A. Express Preemption Under § 1144(a)

Defendant first contends that the Court has subject matter jurisdiction under 29 U.S.C. § 1144(a) and that Plaintiffs' claims should be dismissed with prejudice. (See ECF No. 11, PageID.221-223.) The Court does not agree.

When a case is removed to federal court, “[t]he presence or absence of federal-question jurisdiction is governed by the ‘well-pleaded complaint rule,' which provides that federal jurisdiction exists only when a federal question is presented on the face of the plaintiff's properly pleaded complaint.” Caterpillar, Inc. v. Williams, 482 U.S. 386, 392 (1987). “Thus, ‘the existence of a federal defense normally does not create' federal-question jurisdiction.” Gardner v. Heartland Indus. Partners, LP, 715 F.3d 609, 612 (6th Cir. 2013) (quoting Aetna Health Inc. v. Davila, 542 U.S. 200, 207 (2004)).

**Set problem 1:** Write out the entries word for word, starting at the line that contains "Practice. Identify the kickstand" and continuing through the final line of the entries.

**Records for the task:**

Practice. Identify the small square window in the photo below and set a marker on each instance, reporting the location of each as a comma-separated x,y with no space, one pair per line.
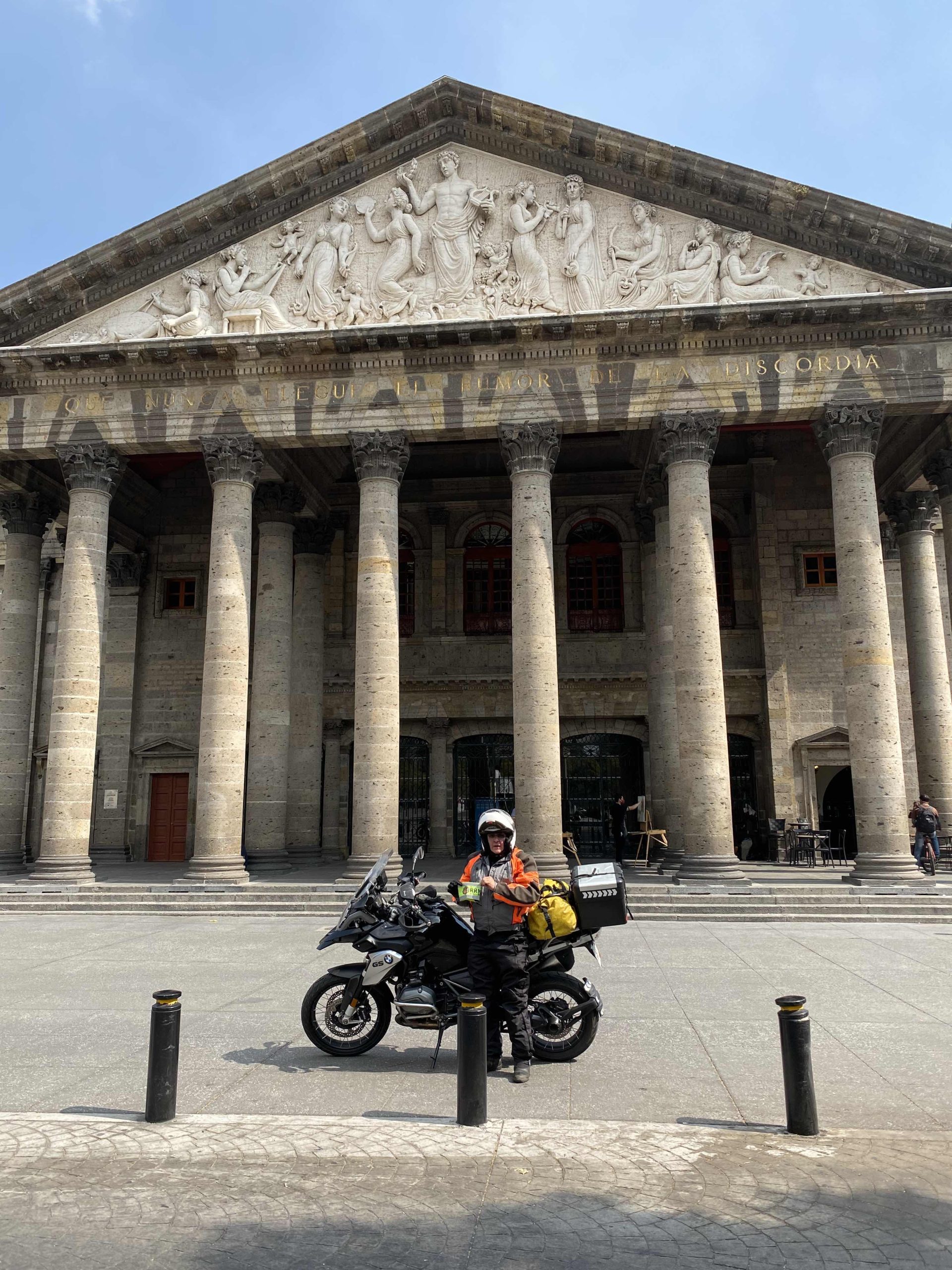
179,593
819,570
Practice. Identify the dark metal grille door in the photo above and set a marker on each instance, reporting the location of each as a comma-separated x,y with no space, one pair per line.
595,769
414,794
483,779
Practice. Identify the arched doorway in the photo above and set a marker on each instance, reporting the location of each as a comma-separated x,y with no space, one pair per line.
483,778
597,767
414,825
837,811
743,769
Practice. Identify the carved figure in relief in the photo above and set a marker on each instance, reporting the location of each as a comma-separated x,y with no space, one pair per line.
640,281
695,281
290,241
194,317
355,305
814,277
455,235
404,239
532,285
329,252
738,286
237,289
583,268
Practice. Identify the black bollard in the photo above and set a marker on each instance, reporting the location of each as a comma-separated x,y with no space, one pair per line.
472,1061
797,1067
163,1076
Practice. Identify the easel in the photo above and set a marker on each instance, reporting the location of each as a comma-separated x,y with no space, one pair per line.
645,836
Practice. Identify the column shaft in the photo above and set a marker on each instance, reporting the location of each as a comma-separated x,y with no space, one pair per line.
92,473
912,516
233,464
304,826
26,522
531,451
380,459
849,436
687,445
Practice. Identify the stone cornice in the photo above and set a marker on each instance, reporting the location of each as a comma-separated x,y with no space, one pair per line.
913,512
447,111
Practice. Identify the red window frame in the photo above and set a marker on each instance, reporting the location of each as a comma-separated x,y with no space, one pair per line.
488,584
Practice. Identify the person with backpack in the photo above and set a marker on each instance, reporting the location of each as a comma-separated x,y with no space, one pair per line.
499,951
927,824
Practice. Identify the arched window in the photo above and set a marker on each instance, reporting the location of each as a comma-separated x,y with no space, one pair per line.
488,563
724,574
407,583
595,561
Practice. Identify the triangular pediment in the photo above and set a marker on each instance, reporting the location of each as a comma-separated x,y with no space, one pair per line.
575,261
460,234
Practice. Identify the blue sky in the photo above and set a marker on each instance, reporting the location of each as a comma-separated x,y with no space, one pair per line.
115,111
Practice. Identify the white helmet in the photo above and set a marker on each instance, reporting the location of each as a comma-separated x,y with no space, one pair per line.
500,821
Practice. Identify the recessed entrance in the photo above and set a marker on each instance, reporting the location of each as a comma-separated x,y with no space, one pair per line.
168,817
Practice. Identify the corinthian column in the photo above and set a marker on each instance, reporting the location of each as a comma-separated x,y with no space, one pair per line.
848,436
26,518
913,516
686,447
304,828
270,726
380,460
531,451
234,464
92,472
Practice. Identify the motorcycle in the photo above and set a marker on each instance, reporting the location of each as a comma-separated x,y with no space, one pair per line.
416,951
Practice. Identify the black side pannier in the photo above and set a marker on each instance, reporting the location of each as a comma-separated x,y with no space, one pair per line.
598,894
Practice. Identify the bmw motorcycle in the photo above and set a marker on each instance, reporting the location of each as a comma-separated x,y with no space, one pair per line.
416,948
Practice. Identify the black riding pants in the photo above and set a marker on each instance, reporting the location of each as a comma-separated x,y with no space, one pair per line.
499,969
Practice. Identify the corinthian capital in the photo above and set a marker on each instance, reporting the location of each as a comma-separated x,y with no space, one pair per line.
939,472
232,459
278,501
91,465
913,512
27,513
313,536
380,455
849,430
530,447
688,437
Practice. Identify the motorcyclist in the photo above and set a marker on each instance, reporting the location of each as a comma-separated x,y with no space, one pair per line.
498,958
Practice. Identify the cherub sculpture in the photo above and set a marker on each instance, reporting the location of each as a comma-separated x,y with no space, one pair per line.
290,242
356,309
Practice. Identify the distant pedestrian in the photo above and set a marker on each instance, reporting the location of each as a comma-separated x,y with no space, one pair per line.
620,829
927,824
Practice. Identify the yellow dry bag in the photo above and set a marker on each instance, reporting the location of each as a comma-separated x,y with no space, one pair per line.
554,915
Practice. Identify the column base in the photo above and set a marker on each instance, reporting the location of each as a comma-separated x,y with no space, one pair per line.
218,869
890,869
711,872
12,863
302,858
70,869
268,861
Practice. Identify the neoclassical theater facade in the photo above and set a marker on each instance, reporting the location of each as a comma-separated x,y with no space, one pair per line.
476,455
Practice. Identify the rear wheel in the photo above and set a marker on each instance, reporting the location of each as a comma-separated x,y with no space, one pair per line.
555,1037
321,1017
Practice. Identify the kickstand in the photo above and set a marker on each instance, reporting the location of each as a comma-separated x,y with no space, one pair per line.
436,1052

**Set problem 2:** Reproduce the passage on express preemption word for word, beginning at the words "When a case" and stopping after the words "200, 207 (2004)).".

**Task response 1:**
Practice. Identify the kickstand in the photo above and set a marker on each instance, reporting the location of each as a comma-separated x,y with no space, one pair per line.
436,1052

**Task response 2:**
When a case is removed to federal court, “[t]he presence or absence of federal-question jurisdiction is governed by the ‘well-pleaded complaint rule,' which provides that federal jurisdiction exists only when a federal question is presented on the face of the plaintiff's properly pleaded complaint.” Caterpillar, Inc. v. Williams, 482 U.S. 386, 392 (1987). “Thus, ‘the existence of a federal defense normally does not create' federal-question jurisdiction.” Gardner v. Heartland Indus. Partners, LP, 715 F.3d 609, 612 (6th Cir. 2013) (quoting Aetna Health Inc. v. Davila, 542 U.S. 200, 207 (2004)).